§ DIRECTIVE
Please reproduce the data below, swapping every "locate_point" for "find_point" and leaving everything else unchanged. Leave the pictures out of your answer.

======== EXERCISE INPUTS

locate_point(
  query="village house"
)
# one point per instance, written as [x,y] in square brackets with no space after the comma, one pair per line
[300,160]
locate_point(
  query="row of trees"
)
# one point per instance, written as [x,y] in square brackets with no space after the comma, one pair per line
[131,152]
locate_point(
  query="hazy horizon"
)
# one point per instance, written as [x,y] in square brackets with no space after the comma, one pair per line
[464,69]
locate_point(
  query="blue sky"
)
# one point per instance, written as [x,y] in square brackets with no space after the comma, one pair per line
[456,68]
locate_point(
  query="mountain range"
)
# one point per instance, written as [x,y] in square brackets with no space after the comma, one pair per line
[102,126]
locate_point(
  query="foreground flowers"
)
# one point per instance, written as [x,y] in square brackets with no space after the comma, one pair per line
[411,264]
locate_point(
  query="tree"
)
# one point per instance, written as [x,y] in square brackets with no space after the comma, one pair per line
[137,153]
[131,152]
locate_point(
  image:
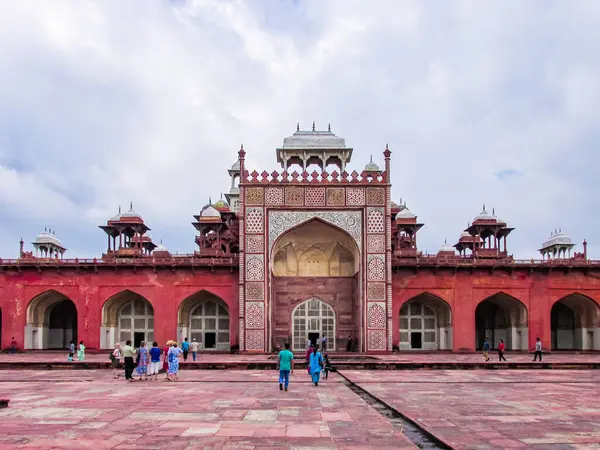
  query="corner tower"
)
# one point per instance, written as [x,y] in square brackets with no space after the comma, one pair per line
[315,249]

================

§ COMPLETE ANSWER
find_point(
  query="village house"
)
# one point per instance, written as [x,y] in square brackets with no space after the comma, one pair per line
[300,160]
find_point(
  query="row of trees"
)
# one point per instance, written as [x,y] in square brackets with no space after the comma, one pair per line
[131,152]
find_point(
  query="hazy horizon"
)
# one point per instance, written as [x,y] in square brackets with no space after the comma, one pair per line
[464,69]
find_point(
  query="blue sky"
)
# one point per instance, written as [x,y] in square brackets with no space after the comma, one pair per line
[456,68]
find_point(
  query="mountain range"
)
# one point per instance, written as [x,y] in square brackets with no space after the comma, one pair per line
[102,126]
find_point(
  query="foreground flowers"
)
# one point per instance, written as [x,y] in square brackets with no space after the comma, one pair per line
[411,264]
find_point(
  query="tree"
)
# one point per instance, written as [x,y] in square brackets with no space after the comma, one pair per line
[137,153]
[131,152]
find_point(
  image:
  query="corner tower"
)
# one point per instance, written as [x,y] in square brackets with no space after the comma, one pair per line
[315,249]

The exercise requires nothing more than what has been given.